[Written exercise]
Resize the data starting at the line containing "Could any palm" and ending at the line containing "[238,273,285,324]", both included, and write out only those lines, requests and all. Multiply every bounding-box coordinate in the answers by 1.75 and round to whole numbers, with halves going up.

* * *

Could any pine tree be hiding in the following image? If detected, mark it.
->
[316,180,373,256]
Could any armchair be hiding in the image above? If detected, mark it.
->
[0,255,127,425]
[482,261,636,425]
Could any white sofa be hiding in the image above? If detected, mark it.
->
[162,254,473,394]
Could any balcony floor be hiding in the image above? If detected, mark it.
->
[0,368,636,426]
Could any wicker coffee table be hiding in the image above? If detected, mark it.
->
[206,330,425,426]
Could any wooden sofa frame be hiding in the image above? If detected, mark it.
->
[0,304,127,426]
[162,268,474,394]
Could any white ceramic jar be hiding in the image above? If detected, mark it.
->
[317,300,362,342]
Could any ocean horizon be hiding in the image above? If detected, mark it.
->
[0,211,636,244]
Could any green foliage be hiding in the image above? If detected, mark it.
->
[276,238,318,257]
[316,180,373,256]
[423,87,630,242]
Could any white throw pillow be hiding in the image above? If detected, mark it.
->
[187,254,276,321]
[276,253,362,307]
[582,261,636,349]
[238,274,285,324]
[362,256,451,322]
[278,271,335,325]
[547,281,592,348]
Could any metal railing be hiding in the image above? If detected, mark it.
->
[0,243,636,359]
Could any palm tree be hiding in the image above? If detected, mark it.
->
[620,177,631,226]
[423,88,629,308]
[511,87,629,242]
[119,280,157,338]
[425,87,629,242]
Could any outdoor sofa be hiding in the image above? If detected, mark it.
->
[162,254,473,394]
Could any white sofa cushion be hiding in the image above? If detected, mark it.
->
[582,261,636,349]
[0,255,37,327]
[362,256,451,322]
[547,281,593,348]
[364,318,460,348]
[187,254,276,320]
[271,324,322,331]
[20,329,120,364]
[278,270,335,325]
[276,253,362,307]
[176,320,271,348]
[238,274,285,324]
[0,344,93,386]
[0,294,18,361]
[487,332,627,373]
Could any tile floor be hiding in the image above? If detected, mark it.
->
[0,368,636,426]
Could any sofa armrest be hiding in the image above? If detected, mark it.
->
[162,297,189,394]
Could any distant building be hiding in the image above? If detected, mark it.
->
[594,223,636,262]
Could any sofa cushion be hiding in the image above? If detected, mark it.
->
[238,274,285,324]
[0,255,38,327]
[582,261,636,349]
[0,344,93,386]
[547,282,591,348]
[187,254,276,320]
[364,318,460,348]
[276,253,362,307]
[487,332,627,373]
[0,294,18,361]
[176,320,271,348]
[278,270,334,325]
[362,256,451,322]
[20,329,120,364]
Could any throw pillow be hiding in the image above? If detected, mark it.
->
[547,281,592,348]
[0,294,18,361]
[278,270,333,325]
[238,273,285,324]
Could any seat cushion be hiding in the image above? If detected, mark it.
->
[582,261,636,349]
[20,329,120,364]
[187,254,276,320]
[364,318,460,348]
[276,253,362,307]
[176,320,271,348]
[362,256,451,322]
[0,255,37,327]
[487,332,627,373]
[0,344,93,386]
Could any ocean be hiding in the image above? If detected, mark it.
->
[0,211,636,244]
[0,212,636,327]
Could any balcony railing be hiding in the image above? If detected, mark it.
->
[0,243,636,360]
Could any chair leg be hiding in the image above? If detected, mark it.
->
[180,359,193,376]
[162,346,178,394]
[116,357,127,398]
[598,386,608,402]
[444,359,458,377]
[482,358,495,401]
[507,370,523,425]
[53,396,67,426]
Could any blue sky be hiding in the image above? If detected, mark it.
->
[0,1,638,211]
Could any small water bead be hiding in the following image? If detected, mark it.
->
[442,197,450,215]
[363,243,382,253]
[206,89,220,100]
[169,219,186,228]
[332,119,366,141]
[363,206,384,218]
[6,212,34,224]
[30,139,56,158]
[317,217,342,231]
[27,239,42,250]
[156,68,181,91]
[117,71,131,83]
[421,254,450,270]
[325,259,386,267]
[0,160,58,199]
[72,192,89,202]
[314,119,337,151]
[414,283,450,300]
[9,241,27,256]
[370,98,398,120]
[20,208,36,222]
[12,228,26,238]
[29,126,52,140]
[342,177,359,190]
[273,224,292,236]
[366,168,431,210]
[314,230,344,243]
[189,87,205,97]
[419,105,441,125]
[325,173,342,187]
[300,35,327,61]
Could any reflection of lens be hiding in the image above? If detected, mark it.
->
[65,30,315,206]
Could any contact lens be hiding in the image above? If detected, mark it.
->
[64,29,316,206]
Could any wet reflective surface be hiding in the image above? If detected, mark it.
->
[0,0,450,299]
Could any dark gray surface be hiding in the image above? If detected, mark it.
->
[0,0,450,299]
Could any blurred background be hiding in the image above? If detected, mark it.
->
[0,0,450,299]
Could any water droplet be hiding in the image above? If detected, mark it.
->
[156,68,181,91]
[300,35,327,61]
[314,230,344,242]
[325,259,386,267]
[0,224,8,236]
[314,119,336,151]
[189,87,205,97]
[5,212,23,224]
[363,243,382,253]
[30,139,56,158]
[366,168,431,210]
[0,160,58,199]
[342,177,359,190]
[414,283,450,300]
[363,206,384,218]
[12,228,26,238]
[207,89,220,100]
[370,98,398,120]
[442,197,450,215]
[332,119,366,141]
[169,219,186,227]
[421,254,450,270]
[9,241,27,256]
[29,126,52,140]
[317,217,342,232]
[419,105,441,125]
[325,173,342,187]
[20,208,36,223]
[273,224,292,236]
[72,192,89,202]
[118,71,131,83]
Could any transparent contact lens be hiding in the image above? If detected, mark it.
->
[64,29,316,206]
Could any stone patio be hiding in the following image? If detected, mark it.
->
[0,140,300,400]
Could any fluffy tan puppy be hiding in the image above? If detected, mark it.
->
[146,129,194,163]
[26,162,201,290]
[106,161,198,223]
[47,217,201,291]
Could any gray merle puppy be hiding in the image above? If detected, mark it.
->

* * *

[Response to the exercise]
Could any palm tree be hiding in the image above? If detected, mark it.
->
[1085,310,1104,396]
[740,154,1101,539]
[894,152,1101,424]
[208,490,275,592]
[744,152,1101,424]
Could any outdoor sofa be hiding in the image above? If detected, mark it.
->
[284,445,828,690]
Could any white sofa cushion be hiding in the image above? If detected, mark it.
->
[1019,457,1113,611]
[0,446,65,572]
[634,448,789,564]
[957,492,1038,609]
[637,557,805,609]
[327,445,483,560]
[474,567,564,579]
[35,576,210,637]
[487,473,586,569]
[483,443,634,537]
[308,560,474,609]
[417,480,499,567]
[0,602,163,676]
[0,515,32,632]
[852,581,1097,653]
Could any tile floor be hiding in the image above? If detected, mark it.
->
[0,644,1113,746]
Could any sofa armrest be hiding in the image above? If detected, mark it.
->
[284,520,331,690]
Could any distant building be hiding in the image above? If detected, mark it.
->
[1040,390,1113,459]
Could any sofa cushion be hiding in the image above? If detected, mark it.
->
[417,480,499,567]
[0,446,67,572]
[1019,457,1113,611]
[0,602,163,676]
[957,494,1034,609]
[327,445,483,560]
[637,557,805,609]
[483,443,634,537]
[852,581,1097,653]
[0,515,32,632]
[308,560,474,609]
[487,473,585,569]
[634,448,789,564]
[35,576,210,637]
Could any throw pillow be hiding in the image above? If detected, mark it.
->
[957,492,1036,609]
[0,515,32,632]
[487,473,583,569]
[417,478,499,567]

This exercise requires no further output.